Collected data
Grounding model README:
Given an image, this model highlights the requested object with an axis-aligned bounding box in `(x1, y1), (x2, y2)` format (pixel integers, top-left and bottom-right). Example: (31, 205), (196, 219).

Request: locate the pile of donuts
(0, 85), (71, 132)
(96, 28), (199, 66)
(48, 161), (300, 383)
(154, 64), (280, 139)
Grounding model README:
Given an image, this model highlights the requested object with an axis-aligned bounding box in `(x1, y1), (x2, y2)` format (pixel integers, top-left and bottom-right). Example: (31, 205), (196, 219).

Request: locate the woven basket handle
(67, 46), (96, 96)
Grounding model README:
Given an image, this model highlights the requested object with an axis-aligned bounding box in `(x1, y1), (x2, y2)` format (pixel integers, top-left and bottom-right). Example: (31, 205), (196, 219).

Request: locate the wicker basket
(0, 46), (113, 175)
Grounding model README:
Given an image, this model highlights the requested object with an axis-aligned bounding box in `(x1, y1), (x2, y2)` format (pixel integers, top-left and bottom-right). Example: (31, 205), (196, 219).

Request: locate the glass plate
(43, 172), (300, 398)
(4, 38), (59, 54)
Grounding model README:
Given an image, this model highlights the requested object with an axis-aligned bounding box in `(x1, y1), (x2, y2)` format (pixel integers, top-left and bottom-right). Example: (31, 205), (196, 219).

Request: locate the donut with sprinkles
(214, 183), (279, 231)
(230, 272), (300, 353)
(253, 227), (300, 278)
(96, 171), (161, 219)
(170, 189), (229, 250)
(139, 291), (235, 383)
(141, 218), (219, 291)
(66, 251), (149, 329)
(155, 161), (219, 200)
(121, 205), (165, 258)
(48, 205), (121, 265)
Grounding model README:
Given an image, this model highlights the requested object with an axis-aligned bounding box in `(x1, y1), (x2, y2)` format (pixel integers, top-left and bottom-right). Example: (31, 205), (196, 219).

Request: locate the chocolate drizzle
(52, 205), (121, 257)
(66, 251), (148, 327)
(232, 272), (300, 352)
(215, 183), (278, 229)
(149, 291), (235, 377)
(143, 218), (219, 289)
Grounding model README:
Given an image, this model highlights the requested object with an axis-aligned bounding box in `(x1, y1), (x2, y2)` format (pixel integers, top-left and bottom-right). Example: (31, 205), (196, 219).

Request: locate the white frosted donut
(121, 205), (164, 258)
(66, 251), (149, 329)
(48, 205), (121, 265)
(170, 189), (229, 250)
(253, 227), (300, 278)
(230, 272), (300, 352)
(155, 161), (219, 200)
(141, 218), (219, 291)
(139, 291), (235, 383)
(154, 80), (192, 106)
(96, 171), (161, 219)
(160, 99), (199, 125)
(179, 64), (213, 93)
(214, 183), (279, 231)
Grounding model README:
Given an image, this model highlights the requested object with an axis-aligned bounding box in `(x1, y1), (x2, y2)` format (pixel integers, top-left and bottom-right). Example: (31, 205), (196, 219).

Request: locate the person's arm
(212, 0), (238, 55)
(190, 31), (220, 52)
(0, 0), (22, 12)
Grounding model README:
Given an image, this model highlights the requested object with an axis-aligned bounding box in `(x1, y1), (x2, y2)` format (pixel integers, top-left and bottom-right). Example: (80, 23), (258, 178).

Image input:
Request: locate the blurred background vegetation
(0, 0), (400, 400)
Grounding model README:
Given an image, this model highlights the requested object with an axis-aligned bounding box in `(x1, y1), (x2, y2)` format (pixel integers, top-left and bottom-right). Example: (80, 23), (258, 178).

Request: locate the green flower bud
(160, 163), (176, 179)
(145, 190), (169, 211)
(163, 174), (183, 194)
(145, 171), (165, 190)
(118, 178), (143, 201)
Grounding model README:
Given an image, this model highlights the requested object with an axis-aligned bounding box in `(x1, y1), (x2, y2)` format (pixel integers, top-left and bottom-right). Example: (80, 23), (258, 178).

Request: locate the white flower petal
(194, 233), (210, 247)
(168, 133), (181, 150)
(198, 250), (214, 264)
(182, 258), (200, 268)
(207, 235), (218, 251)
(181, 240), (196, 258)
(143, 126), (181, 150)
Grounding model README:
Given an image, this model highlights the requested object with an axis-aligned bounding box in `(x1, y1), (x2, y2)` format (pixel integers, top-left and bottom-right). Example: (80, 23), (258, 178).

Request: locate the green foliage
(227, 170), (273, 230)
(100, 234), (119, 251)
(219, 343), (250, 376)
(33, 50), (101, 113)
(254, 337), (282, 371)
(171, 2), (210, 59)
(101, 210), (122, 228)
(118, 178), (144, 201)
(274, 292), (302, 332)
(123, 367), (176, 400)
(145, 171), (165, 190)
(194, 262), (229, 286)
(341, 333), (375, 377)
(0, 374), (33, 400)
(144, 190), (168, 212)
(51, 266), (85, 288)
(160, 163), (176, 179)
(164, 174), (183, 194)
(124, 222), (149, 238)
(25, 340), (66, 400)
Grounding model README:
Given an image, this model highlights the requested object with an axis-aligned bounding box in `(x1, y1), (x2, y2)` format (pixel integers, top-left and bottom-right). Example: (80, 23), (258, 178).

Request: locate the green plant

### Exercise aim
Reproduce the material precisely, including every line.

### Written response
Grounding model README:
Given an image, this model highlights the requested object with an axis-aligned bounding box in `(x1, y1), (x2, y2)` format (pixel integers, top-left and bottom-right). Example: (31, 205), (196, 219).

Request: locate the pile of donuts
(0, 85), (71, 132)
(96, 28), (199, 66)
(48, 161), (300, 383)
(154, 64), (280, 139)
Grounding model README:
Given an image, this model highlights the requested object with an axis-aligned bounding box in `(x1, y1), (x2, y2)` format (pixel integers, top-left and bottom-right). Example: (31, 205), (196, 219).

Request: locate the woven basket handle
(67, 46), (96, 96)
Grounding model README:
Given an image, this model highlights the requested object with an axis-aligned bounding box in `(x1, y1), (x2, y2)` format (pixel integers, top-left and bottom-right). Example: (31, 205), (196, 219).

Request: locate the wicker basket
(0, 46), (113, 175)
Grounding model README:
Given an image, this model highlights the requested object with an axis-aligned bounding box in `(x1, y1), (x2, y2)` format (pixel integers, top-left and bottom-right). Example: (31, 205), (196, 219).

Request: locate the glass plate
(43, 172), (300, 398)
(4, 38), (59, 54)
Grounding model README:
Given an image, this model highlights the requested object with an axis-aligned bounding box in `(x1, y1), (x2, y2)` format (pixel integers, top-left and bottom-right). Example: (31, 205), (196, 219).

Request: locate the donut with sprinkles
(214, 183), (279, 231)
(230, 272), (300, 353)
(253, 227), (300, 278)
(96, 171), (161, 219)
(170, 189), (229, 250)
(139, 291), (235, 383)
(141, 218), (219, 291)
(66, 251), (149, 329)
(155, 161), (219, 200)
(121, 205), (165, 258)
(48, 205), (121, 265)
Grounding model README:
Given an image, this model highlights the requested object with an axis-aligned bounding box in `(x1, y1), (x2, y2)` format (pixel integers, top-left and bottom-right). Example: (31, 205), (196, 219).

Request: locate the chocolate drizzle
(52, 205), (121, 257)
(66, 251), (148, 327)
(232, 272), (300, 352)
(215, 183), (278, 229)
(149, 291), (235, 377)
(143, 218), (219, 289)
Grounding model README:
Given an image, this model highlights the requested object with an axis-aligned bounding box in `(x1, y1), (x2, y2)` format (pixel integers, top-left and bottom-right). Example: (31, 205), (196, 219).

Request: locate the white frosted donut
(121, 205), (164, 258)
(66, 251), (149, 329)
(48, 205), (121, 265)
(170, 189), (229, 250)
(253, 227), (300, 278)
(230, 272), (300, 352)
(155, 161), (219, 200)
(141, 218), (219, 291)
(139, 291), (235, 383)
(154, 80), (192, 106)
(96, 171), (161, 219)
(160, 99), (199, 125)
(179, 64), (213, 93)
(214, 183), (279, 231)
Grounding model README:
Given an image, this model highlights the requested object with an axis-aligned bounding box in `(x1, y1), (x2, y2)` format (pixel integers, top-left and bottom-right). Example: (31, 205), (196, 219).

Request: locate the person's arm
(212, 0), (238, 55)
(190, 31), (220, 52)
(0, 0), (22, 12)
Grounding model README:
Given an image, this model highlights the requested object with an axis-aligned bounding box in `(x1, y1), (x2, y2)` format (pixel integers, top-left and bottom-right). Example: (80, 23), (258, 178).

Image input:
Request: locate the blurred background vegetation
(0, 0), (400, 400)
Grounding model README:
Given an image, this model highlights the requested object with an axis-aligned bounding box in `(x1, y1), (x2, y2)` format (pixel integers, top-left and bottom-right). Example: (80, 23), (258, 178).

Request: locate the green flower bud
(160, 163), (176, 179)
(145, 190), (169, 211)
(163, 174), (183, 194)
(145, 171), (165, 190)
(118, 178), (143, 201)
Grounding model README:
Given an image, this model highlights the requested object with an axis-aligned bounding box in `(x1, y1), (x2, y2)` format (pixel integers, top-left and bottom-right). Example: (80, 23), (258, 178).

Request: locate the white flower petal
(194, 233), (210, 247)
(168, 133), (181, 150)
(198, 250), (214, 264)
(182, 258), (200, 268)
(207, 235), (218, 251)
(181, 240), (196, 258)
(143, 126), (181, 150)
Grounding model README:
Given an image, this model highlights the requested object with an axis-aligned bounding box in `(x1, y1), (x2, y2)` format (pixel integers, top-left and bottom-right). Example: (80, 23), (258, 178).

Request: locate the green foliage
(227, 170), (273, 230)
(100, 234), (119, 251)
(219, 343), (250, 376)
(33, 50), (101, 113)
(254, 337), (282, 371)
(171, 2), (210, 59)
(101, 210), (122, 228)
(118, 178), (144, 201)
(274, 292), (302, 332)
(123, 367), (176, 400)
(145, 171), (165, 190)
(194, 262), (229, 286)
(341, 333), (375, 377)
(0, 374), (33, 400)
(144, 190), (168, 212)
(51, 266), (85, 288)
(160, 163), (176, 179)
(164, 174), (183, 194)
(124, 222), (149, 238)
(25, 340), (66, 400)
Grounding model README:
Given an image, this model highlights the requested object with an axis-aligned bounding box in `(x1, y1), (x2, y2)` format (pixel integers, top-left and bottom-right). Example: (80, 23), (258, 178).

Request: locate the green plant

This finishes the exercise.